§ **GIVEN INSTRUCTION 1**: According to the article on Palau's 2004 constitutional referendum, what quorum of states did the unicameral Congress proposal fail to meet?
§ **GIVEN INSTRUCTION 2**: List every topic that voters were asked about, according to the article on Palau's 2004 constitutional referendum.
§ **GIVEN INSTRUCTION 3**: Reproduce the article on Palau's 2004 constitutional referendum word for word, starting at "No person shall" and continuing up to and including "previous terms served.".
>> BEGIN EXTRACT TO READ
= 2004 Palauan constitutional referendum =

A six-part referendum was held in Palau on 2 November 2004 alongside the country's general elections. Voters were asked questions on summoning a Constitutional Convention, payment of members of the National Congress, creating a unicameral Congress, term limits for Congress members, election of the President and Vice President and dual citizenship. All proposals were approved except the unicameral Congress, which despite receiving a majority of the public vote, did not meet the quorum of 12 of 16 states required for amendments to the constitution.

==Results==
===Convening of a constitutional convention===

Shall there be a Convention to revise or amend the Constitution?

| Choice | Votes | % |
| For | 5,085 | 57.60 |
| Against | 3,742 | 42.40 |
| Invalid/blank votes | 810 | – |
| Total | 9,637 | 100 |
| Registered voters/turnout | 13,191 | 73.05 |
Source: Direct Democracy

===Congressional attendance===
Voters were asked whether they approved of a popular initiative to amend the constitution regarding the payment of members of the National Congress. The proposed amendment of article IX, section 8 would have read:

The compensation of the members of the Olbiil Era Kelulau shall be uniform fee for each day the member attends an official session of the Olbiil Era Kelulau. The amount of the fee shall be determined by law. No increase in compensation shall apply to the members of the Olbiil Era Kelulau during the term of enactment, nor may an increase in compensation be enacted in the period between the date of a regular general election and the date a new Olbiil Era Kelulau takes office."

| Choice | Votes | % | States |
| For | 6'466 | 74.33 | 15 |
| Against | 2'598 | 28.67 | 15 |
| Invalid/blank votes |  | - | – |
| Total | 9,064 | 100 | 16 |
| Registered voters/turnout | 13,191 |  | – |
Source: Direct Democracy

===Unicameral parliament===

| Choice | Votes | % | States |
| For | 5,086 | 55.99 | 11 |
| Against | 3,997 | 44.01 | 5 |
| Invalid/blank votes |  | - | – |
| Total | 9,083 | 100 | 16 |
| Registered voters/turnout | 13,191 |  | – |
Source: Direct Democracy

===Three-term limit for National Congress members===
A popular initiative proposed amending the constitution to limit the number of terms a member of the National Congress could serve to three. The text would read:

No person shall serve as a member of the Olbiil Era Kelulau for more than three terms; provided however, that any person elected as a member of the Olbiil Era Kelulau in the regular general election in which this amendment is adopted shall be entitle to serve the four-year for which he or she was elected regardless of the number of previous terms served.
>> END EXTRACT TO READ
>> BEGIN RECORDED DATA
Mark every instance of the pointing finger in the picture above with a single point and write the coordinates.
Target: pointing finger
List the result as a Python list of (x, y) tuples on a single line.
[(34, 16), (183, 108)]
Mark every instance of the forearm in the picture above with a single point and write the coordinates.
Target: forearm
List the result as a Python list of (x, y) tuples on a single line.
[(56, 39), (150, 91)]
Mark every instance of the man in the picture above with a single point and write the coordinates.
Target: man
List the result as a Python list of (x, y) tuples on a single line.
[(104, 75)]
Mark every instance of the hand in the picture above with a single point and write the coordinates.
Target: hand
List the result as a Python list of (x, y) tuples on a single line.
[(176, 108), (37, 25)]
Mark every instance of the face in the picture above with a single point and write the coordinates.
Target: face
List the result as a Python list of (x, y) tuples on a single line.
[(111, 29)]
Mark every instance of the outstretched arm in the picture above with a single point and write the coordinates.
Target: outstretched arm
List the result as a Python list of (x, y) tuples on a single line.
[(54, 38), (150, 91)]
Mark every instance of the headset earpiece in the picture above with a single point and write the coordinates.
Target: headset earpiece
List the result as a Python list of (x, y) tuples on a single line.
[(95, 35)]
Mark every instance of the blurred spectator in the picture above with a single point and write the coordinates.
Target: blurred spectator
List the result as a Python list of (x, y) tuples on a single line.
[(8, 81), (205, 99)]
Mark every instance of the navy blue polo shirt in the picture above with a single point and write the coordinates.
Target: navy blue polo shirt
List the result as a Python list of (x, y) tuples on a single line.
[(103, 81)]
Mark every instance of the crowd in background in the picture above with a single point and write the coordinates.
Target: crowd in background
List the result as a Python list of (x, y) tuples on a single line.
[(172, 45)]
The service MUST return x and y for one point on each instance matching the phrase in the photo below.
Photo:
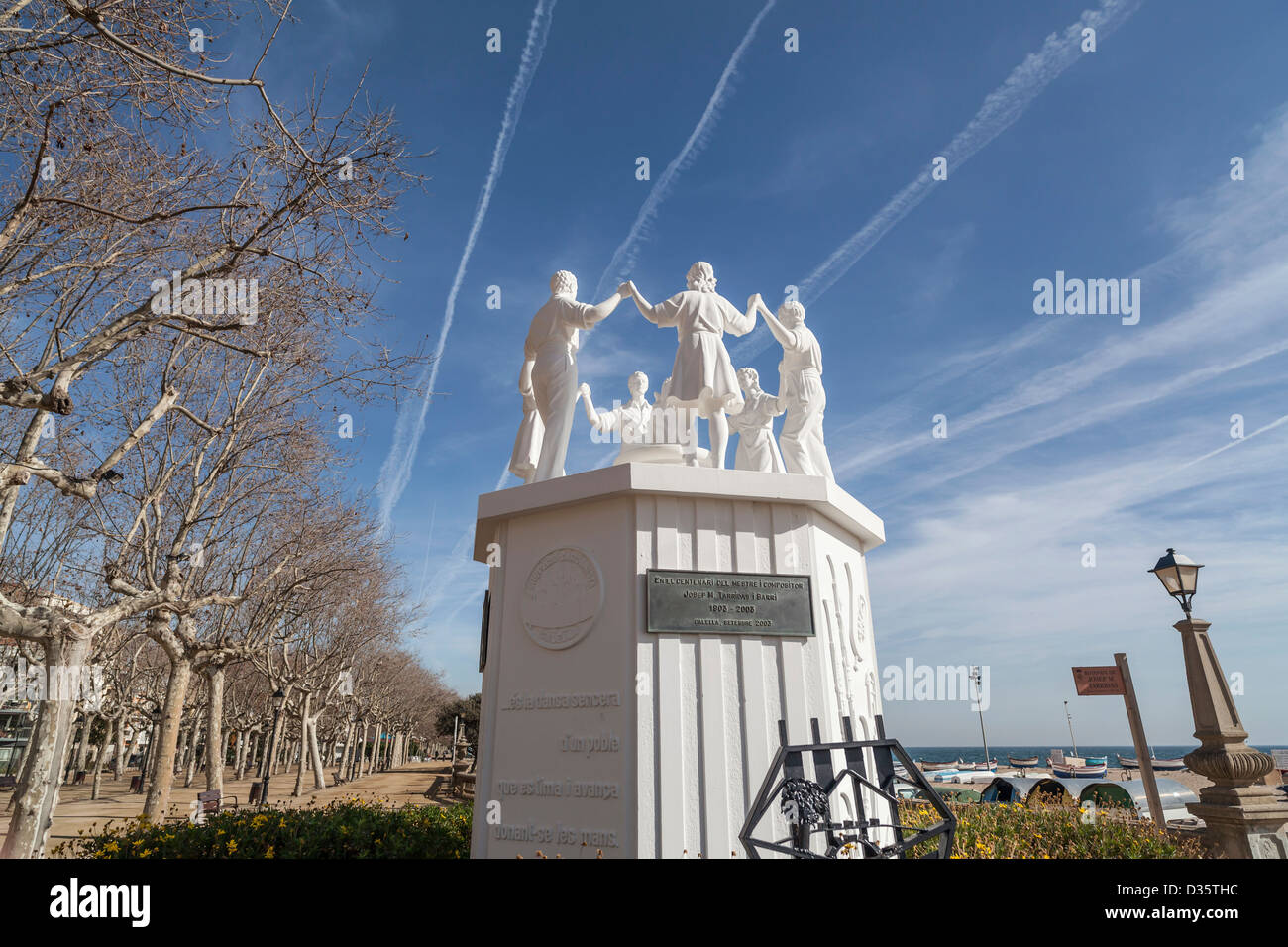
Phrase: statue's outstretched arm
(597, 313)
(640, 303)
(782, 333)
(526, 377)
(591, 414)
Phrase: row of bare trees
(185, 296)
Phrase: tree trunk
(38, 793)
(82, 746)
(248, 761)
(318, 775)
(117, 763)
(215, 744)
(348, 746)
(167, 737)
(99, 762)
(192, 755)
(181, 754)
(304, 728)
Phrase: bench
(209, 802)
(460, 780)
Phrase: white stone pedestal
(597, 736)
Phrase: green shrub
(344, 828)
(1012, 830)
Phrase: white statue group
(702, 384)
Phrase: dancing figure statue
(755, 427)
(800, 390)
(632, 420)
(702, 379)
(549, 373)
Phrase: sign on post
(1098, 682)
(1113, 681)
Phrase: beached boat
(1078, 771)
(1133, 763)
(1076, 767)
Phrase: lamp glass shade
(1179, 574)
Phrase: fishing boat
(930, 766)
(1133, 763)
(1076, 767)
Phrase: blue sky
(1061, 429)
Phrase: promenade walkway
(77, 812)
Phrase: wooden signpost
(1116, 680)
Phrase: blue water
(975, 754)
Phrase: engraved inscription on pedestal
(748, 603)
(562, 598)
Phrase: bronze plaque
(728, 603)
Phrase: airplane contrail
(626, 253)
(999, 111)
(460, 558)
(395, 472)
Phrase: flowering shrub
(1012, 830)
(344, 828)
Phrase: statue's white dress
(802, 393)
(553, 341)
(755, 428)
(702, 376)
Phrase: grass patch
(343, 828)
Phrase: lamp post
(1241, 814)
(977, 678)
(278, 702)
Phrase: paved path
(76, 812)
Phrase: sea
(975, 754)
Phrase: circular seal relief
(562, 598)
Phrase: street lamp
(278, 702)
(1241, 815)
(1180, 577)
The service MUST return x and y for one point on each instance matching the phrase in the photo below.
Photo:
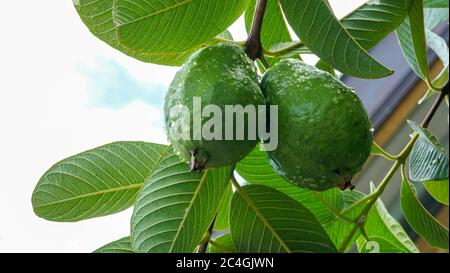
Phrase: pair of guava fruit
(325, 134)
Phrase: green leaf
(440, 81)
(98, 17)
(433, 17)
(385, 231)
(95, 183)
(120, 246)
(438, 45)
(222, 244)
(339, 229)
(436, 3)
(274, 29)
(439, 190)
(373, 21)
(167, 26)
(411, 36)
(223, 219)
(420, 220)
(175, 207)
(428, 160)
(325, 67)
(314, 22)
(264, 220)
(256, 169)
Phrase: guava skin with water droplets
(220, 75)
(325, 134)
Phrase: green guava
(221, 75)
(325, 134)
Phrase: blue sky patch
(110, 85)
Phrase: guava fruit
(221, 75)
(325, 134)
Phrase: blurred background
(63, 91)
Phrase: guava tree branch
(253, 47)
(437, 103)
(399, 163)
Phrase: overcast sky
(62, 91)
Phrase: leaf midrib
(264, 219)
(111, 190)
(157, 12)
(91, 194)
(188, 211)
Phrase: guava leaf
(97, 15)
(433, 17)
(439, 190)
(168, 26)
(420, 220)
(120, 246)
(222, 219)
(256, 169)
(428, 160)
(373, 21)
(175, 207)
(222, 244)
(412, 40)
(264, 220)
(439, 46)
(318, 28)
(436, 3)
(95, 183)
(385, 232)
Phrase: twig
(401, 160)
(253, 47)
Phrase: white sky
(46, 114)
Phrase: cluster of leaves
(176, 210)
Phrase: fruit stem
(292, 46)
(226, 41)
(330, 207)
(202, 248)
(253, 47)
(399, 163)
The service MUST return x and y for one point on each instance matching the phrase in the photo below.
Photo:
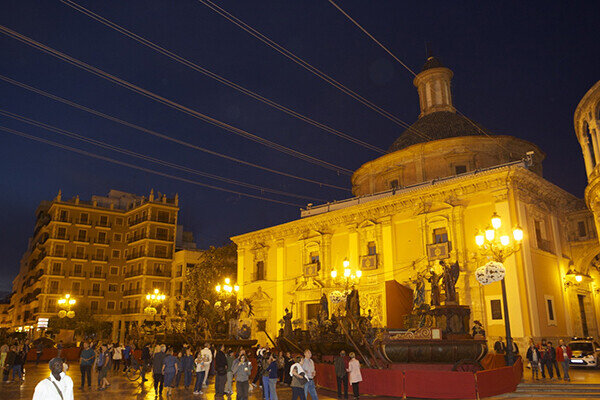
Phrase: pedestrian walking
(201, 360)
(354, 375)
(58, 386)
(102, 365)
(241, 369)
(553, 363)
(229, 381)
(86, 362)
(187, 363)
(270, 378)
(221, 372)
(308, 366)
(299, 380)
(169, 371)
(563, 356)
(341, 373)
(534, 357)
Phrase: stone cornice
(456, 191)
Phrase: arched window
(588, 136)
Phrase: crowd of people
(186, 367)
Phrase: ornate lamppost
(498, 246)
(65, 303)
(349, 275)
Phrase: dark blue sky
(520, 69)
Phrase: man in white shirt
(207, 358)
(58, 386)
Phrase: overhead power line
(170, 103)
(309, 67)
(217, 77)
(412, 72)
(148, 158)
(160, 135)
(151, 171)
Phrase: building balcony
(132, 292)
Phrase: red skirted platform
(405, 380)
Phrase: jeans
(309, 388)
(298, 393)
(159, 380)
(187, 378)
(355, 389)
(229, 383)
(199, 381)
(565, 364)
(86, 370)
(342, 382)
(273, 388)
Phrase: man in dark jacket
(341, 373)
(221, 372)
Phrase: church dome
(435, 126)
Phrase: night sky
(520, 68)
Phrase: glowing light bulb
(496, 221)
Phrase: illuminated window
(440, 235)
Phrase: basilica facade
(421, 203)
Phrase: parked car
(586, 352)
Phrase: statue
(450, 274)
(419, 293)
(287, 323)
(352, 303)
(324, 313)
(434, 280)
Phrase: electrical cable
(160, 135)
(196, 114)
(412, 72)
(122, 163)
(217, 77)
(277, 47)
(147, 158)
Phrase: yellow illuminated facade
(424, 201)
(107, 254)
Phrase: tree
(216, 264)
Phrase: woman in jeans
(298, 380)
(354, 375)
(241, 369)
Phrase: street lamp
(348, 274)
(499, 246)
(66, 303)
(227, 288)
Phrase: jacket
(560, 356)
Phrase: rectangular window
(314, 257)
(496, 307)
(460, 169)
(81, 235)
(581, 229)
(440, 235)
(84, 218)
(372, 248)
(260, 270)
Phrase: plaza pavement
(121, 388)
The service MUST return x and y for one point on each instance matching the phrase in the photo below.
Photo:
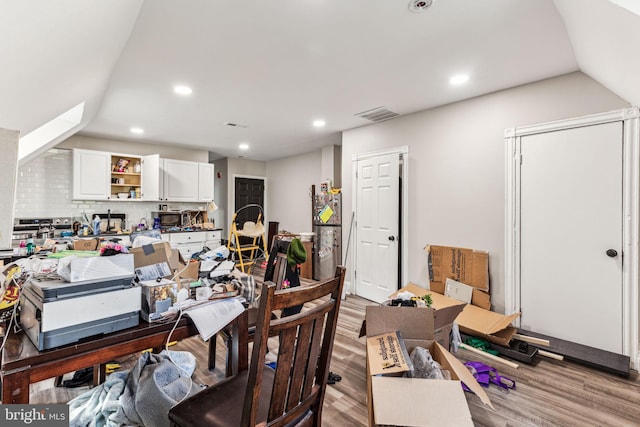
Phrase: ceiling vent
(235, 125)
(418, 6)
(379, 114)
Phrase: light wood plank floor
(549, 393)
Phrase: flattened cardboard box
(406, 405)
(468, 266)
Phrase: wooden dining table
(23, 364)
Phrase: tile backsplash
(44, 190)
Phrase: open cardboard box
(476, 321)
(395, 400)
(437, 321)
(469, 266)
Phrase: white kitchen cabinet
(140, 174)
(213, 239)
(91, 177)
(179, 181)
(206, 175)
(99, 175)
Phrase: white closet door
(377, 226)
(571, 223)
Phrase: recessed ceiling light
(182, 90)
(459, 79)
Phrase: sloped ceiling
(273, 67)
(55, 55)
(605, 37)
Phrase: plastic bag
(425, 367)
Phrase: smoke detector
(418, 6)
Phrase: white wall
(8, 173)
(456, 164)
(289, 190)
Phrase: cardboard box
(157, 297)
(472, 320)
(75, 269)
(156, 253)
(468, 266)
(86, 244)
(438, 321)
(394, 400)
(493, 327)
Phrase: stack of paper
(210, 318)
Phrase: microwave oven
(169, 219)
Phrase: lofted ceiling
(273, 67)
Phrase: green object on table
(480, 344)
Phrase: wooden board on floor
(585, 355)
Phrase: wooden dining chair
(279, 266)
(292, 393)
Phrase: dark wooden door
(248, 191)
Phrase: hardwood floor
(549, 393)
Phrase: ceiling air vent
(235, 125)
(418, 6)
(379, 114)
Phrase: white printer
(54, 312)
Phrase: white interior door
(571, 202)
(377, 228)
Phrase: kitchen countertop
(189, 230)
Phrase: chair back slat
(304, 352)
(314, 354)
(301, 361)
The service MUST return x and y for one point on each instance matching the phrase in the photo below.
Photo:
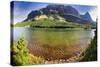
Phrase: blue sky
(22, 9)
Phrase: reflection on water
(55, 44)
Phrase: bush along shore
(90, 54)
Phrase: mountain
(68, 13)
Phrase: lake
(55, 44)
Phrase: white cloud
(94, 13)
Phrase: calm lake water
(53, 44)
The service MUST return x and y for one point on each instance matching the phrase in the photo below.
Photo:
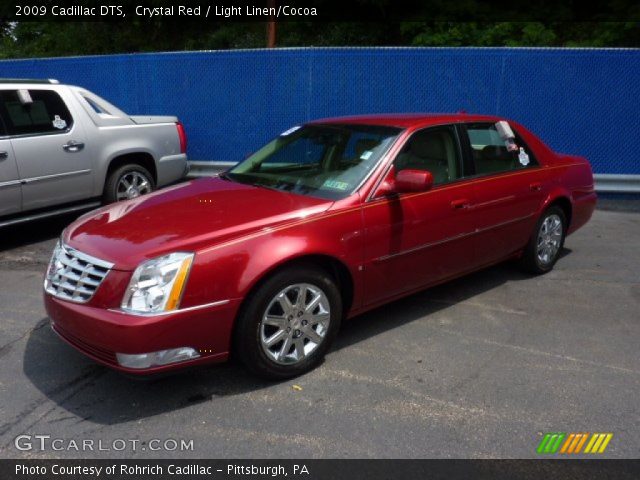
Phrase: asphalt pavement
(481, 367)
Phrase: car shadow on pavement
(92, 392)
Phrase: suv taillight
(182, 136)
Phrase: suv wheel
(547, 241)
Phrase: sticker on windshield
(335, 184)
(59, 123)
(290, 131)
(365, 155)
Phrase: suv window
(47, 113)
(433, 149)
(490, 154)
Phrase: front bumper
(100, 333)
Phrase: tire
(543, 250)
(113, 188)
(267, 348)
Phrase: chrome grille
(73, 275)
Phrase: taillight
(182, 136)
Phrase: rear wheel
(127, 182)
(547, 241)
(289, 323)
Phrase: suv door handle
(460, 203)
(73, 146)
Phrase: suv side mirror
(408, 181)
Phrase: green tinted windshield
(327, 161)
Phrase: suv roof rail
(29, 80)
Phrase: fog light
(154, 359)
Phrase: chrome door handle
(73, 146)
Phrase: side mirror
(408, 181)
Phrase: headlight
(157, 285)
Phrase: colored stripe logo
(572, 443)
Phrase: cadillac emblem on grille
(73, 275)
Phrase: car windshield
(321, 160)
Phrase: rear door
(417, 239)
(10, 189)
(48, 144)
(509, 187)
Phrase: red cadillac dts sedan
(328, 220)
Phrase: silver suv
(63, 148)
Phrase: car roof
(408, 120)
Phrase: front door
(414, 240)
(509, 189)
(49, 148)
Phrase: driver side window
(434, 150)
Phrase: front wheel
(547, 241)
(289, 323)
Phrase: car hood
(186, 217)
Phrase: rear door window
(45, 113)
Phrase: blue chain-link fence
(581, 101)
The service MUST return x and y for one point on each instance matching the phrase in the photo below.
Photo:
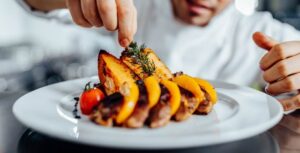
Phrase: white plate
(240, 113)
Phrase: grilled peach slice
(174, 93)
(130, 91)
(210, 96)
(112, 72)
(153, 90)
(191, 96)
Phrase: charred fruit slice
(208, 88)
(130, 91)
(174, 93)
(153, 90)
(189, 84)
(112, 72)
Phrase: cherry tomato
(89, 98)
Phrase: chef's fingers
(127, 21)
(291, 103)
(279, 52)
(108, 12)
(287, 84)
(282, 69)
(90, 12)
(74, 7)
(263, 40)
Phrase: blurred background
(36, 52)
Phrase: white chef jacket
(223, 50)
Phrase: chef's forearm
(46, 5)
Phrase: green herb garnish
(139, 57)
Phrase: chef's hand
(281, 68)
(114, 15)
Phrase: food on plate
(144, 62)
(139, 90)
(167, 105)
(210, 94)
(112, 72)
(191, 96)
(89, 98)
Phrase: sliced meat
(141, 110)
(205, 106)
(107, 110)
(187, 107)
(160, 114)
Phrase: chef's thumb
(264, 41)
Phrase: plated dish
(138, 90)
(231, 112)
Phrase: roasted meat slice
(167, 105)
(141, 110)
(107, 110)
(160, 114)
(189, 103)
(210, 94)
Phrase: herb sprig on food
(141, 58)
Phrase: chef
(204, 38)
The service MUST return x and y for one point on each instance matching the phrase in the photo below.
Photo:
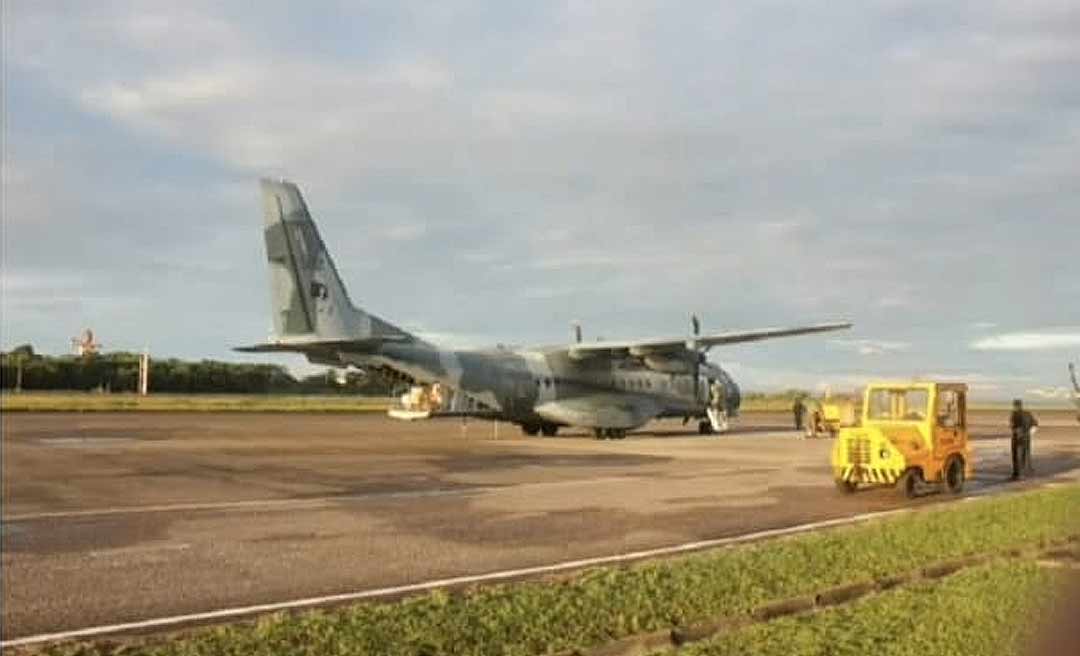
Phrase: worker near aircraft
(1024, 426)
(798, 410)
>> END RECORDED DATA
§ **RESULT 1**: 12 of 16 states

§ **RESULT 2**:
1. Summoning a Constitutional Convention
2. Payment of members of the National Congress
3. Creating a unicameral Congress
4. Term limits for Congress members
5. Election of the President and Vice President
6. Dual citizenship

§ **RESULT 3**:
No person shall serve as a member of the Olbiil Era Kelulau for more than three terms; provided however, that any person elected as a member of the Olbiil Era Kelulau in the regular general election in which this amendment is adopted shall be entitle to serve the four-year for which he or she was elected regardless of the number of previous terms served.